Required task: Your task is to reproduce exactly the lines from the line with "Locate every instance of the person with" through the end of the records below.

**** Record excerpts ****

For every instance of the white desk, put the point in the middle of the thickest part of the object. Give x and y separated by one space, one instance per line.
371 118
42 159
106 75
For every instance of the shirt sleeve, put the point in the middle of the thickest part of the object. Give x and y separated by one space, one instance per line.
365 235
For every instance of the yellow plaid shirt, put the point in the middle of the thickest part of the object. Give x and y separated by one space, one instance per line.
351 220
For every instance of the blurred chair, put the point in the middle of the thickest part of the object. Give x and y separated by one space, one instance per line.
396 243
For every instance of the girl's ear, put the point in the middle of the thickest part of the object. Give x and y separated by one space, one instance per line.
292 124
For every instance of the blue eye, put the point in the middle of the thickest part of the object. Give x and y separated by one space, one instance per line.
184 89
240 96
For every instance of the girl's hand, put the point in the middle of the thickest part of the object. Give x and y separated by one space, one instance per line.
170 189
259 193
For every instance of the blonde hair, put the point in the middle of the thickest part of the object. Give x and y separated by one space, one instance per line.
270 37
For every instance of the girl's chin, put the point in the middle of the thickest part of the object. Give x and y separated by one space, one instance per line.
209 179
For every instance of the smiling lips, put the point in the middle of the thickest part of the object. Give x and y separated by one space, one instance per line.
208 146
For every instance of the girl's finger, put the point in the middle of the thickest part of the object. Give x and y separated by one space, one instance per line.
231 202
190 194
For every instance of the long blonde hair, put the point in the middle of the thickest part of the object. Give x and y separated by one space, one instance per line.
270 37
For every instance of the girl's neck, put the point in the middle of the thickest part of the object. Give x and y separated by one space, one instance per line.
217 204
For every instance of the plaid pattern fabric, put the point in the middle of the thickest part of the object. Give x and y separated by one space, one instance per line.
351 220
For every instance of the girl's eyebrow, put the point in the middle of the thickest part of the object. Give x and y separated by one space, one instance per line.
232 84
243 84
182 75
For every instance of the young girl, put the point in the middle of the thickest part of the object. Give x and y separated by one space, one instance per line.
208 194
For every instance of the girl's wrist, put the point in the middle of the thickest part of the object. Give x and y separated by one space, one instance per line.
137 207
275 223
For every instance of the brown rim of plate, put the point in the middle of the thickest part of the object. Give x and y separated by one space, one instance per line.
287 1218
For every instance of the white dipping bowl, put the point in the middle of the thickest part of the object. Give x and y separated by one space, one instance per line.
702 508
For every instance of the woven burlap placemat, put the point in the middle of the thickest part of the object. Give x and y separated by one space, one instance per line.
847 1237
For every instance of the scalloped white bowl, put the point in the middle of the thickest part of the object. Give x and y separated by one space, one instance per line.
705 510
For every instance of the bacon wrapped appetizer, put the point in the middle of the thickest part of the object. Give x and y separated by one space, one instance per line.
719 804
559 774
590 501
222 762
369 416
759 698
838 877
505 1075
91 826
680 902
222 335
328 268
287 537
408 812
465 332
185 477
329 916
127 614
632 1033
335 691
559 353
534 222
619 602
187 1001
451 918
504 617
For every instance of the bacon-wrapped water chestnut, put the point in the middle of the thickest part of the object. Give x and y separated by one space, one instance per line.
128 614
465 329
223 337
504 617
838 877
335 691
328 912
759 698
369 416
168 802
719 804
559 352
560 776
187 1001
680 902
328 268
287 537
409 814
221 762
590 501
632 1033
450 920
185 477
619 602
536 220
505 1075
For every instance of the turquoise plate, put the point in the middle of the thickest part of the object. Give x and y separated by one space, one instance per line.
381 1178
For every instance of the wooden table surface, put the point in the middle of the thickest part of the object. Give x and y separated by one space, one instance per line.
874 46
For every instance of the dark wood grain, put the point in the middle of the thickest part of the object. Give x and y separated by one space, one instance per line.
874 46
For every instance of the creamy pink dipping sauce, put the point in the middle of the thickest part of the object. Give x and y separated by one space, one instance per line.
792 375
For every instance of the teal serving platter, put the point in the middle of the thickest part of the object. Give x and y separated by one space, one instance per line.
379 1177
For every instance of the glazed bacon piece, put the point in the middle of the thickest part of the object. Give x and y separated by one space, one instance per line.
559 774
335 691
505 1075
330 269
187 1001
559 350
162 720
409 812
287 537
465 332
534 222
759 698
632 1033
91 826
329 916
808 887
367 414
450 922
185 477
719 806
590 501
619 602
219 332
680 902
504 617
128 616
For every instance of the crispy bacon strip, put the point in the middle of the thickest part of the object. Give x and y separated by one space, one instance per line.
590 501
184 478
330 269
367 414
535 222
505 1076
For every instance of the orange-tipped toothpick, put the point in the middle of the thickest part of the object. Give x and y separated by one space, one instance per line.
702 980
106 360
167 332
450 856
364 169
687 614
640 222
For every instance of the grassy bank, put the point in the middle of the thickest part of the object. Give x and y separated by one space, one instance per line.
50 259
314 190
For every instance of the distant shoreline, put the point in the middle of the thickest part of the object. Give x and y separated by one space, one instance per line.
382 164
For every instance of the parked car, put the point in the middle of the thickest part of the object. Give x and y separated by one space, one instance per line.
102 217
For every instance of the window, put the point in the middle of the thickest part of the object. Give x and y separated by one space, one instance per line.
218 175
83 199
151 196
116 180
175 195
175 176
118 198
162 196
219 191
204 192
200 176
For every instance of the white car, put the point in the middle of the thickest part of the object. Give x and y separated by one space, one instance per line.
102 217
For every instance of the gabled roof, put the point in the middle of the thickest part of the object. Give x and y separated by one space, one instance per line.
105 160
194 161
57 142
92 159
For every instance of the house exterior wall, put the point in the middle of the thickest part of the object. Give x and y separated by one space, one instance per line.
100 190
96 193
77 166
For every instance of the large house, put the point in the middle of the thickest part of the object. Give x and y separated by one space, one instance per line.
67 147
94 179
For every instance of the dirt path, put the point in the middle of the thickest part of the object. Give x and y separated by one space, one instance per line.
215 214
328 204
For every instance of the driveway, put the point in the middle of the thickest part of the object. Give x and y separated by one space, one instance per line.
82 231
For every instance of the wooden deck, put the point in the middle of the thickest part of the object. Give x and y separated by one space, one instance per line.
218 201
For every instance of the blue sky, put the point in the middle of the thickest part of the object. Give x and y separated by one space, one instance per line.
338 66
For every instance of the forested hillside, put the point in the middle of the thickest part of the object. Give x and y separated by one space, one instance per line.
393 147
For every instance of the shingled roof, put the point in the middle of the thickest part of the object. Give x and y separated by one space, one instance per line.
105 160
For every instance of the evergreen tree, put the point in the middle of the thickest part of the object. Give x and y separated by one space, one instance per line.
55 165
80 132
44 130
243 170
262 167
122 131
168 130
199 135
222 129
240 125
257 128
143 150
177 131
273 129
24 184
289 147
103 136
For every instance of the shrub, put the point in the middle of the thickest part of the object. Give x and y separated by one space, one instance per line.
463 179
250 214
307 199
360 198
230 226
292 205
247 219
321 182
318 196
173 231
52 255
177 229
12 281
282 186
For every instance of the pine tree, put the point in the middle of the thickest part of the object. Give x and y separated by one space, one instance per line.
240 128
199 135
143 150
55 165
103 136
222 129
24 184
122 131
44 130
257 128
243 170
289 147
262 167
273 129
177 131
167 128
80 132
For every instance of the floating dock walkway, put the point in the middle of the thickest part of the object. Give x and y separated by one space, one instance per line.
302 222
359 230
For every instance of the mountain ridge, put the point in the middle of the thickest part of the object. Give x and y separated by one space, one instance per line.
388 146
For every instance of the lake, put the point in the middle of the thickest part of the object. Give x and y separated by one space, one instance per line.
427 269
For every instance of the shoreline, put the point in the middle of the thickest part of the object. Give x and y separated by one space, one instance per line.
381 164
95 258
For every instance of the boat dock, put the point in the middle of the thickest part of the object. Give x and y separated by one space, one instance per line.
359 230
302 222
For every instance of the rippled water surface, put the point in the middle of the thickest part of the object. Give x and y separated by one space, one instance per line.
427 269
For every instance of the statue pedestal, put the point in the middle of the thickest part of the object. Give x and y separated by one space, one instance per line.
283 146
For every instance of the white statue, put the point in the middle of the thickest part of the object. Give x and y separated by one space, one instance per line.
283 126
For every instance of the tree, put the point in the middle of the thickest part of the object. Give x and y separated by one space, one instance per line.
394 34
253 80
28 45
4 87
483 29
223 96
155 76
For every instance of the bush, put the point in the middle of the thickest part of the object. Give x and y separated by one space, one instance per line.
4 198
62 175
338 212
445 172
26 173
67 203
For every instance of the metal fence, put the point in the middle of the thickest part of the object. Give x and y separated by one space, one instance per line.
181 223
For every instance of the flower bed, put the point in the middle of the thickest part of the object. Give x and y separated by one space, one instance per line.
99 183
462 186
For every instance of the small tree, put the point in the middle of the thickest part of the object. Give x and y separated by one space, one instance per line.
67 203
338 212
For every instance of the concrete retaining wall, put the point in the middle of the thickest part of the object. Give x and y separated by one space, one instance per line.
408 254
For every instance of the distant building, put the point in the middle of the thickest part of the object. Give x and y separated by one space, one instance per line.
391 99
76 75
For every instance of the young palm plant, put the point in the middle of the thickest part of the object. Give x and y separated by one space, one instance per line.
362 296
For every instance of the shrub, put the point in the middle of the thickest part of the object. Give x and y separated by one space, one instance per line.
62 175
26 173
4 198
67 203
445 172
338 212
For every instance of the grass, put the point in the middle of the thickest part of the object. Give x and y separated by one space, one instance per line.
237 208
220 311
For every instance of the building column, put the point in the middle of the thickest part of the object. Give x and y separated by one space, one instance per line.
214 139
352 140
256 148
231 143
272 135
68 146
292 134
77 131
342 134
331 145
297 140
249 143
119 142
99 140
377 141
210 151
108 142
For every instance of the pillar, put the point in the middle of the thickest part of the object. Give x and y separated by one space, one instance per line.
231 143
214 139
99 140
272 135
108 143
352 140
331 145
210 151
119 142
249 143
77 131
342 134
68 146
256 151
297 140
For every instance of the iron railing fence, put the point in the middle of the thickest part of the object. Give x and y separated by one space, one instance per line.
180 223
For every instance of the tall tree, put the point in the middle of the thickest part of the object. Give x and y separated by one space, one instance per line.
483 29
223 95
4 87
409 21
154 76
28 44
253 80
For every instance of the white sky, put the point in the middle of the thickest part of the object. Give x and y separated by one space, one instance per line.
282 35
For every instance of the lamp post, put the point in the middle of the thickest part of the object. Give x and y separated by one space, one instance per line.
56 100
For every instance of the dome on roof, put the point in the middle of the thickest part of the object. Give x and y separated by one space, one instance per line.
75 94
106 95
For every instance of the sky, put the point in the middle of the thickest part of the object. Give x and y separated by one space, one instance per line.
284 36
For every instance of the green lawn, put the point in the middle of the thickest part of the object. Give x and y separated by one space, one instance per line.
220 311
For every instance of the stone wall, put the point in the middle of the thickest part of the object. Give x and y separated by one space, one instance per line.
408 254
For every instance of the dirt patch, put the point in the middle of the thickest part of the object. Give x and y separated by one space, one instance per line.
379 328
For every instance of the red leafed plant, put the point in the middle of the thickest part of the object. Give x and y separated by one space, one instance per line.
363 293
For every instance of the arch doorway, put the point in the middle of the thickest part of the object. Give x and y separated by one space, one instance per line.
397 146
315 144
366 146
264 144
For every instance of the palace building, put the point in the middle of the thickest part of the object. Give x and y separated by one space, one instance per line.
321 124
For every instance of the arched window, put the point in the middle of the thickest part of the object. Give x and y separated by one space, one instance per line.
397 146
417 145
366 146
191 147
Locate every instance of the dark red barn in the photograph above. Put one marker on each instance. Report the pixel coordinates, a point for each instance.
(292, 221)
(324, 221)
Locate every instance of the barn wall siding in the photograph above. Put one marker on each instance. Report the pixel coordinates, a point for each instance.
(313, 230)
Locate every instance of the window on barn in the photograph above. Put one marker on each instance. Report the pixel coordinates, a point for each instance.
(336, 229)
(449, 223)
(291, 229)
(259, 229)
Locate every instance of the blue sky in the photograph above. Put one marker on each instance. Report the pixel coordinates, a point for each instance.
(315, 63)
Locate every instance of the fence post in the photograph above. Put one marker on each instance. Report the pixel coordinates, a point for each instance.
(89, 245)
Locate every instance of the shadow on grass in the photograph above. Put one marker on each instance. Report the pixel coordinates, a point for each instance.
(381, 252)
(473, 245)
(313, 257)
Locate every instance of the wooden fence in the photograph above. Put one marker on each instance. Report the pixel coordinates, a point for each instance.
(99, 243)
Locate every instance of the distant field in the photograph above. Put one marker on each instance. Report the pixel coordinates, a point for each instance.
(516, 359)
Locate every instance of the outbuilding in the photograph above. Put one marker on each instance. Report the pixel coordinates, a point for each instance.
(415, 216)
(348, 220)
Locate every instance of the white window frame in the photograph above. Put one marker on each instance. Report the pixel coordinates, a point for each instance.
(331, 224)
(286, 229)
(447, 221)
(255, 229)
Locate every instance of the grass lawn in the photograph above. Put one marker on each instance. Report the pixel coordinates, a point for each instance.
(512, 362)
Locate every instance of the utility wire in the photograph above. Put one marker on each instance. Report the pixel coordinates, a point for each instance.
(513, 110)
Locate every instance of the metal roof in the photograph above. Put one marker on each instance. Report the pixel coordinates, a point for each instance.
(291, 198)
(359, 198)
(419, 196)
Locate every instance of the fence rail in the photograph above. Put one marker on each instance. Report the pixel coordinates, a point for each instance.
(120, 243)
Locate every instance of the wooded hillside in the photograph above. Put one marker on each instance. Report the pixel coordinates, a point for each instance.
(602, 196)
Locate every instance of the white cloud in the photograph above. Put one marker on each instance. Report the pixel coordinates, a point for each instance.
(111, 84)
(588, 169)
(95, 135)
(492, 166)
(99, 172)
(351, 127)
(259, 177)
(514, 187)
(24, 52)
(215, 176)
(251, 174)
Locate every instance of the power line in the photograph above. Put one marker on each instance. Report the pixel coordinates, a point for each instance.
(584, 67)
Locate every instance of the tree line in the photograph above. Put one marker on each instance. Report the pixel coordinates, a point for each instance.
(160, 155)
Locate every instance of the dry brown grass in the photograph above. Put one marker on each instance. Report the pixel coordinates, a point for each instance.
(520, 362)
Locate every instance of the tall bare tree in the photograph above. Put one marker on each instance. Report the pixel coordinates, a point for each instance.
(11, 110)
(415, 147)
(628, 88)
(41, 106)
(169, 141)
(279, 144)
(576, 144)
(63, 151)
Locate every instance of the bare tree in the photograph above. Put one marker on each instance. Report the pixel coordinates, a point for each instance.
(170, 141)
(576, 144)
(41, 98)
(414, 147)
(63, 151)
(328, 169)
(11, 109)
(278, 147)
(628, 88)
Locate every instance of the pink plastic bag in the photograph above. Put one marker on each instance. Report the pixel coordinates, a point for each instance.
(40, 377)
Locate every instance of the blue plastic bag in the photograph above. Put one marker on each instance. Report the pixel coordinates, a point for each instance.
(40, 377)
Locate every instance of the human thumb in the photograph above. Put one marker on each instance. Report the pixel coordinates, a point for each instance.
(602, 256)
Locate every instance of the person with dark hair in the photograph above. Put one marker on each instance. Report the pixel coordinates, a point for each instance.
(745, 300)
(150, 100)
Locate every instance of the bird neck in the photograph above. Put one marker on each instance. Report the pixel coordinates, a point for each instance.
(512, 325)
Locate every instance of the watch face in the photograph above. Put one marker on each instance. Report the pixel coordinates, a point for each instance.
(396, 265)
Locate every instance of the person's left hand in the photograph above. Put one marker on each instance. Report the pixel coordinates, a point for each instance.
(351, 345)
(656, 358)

****

Reply:
Locate every instance of the person with dark hair in the photograph above. Put one marker on each instance. Report the pixel coordinates, a point for each instance.
(745, 300)
(150, 100)
Locate every instance of the bird neck in the photograph above. Put one marker on each instance. Report the pixel coordinates, a point for each instance.
(512, 325)
Locate every instance of the watch face in the photograph above. Put one marker on each instance. Report the pixel coordinates, a point for each instance.
(396, 265)
Locate every instance of the person's left hand in the photograph above. Put one marker on each instance. Report the pixel coordinates, a point for each instance.
(351, 345)
(656, 358)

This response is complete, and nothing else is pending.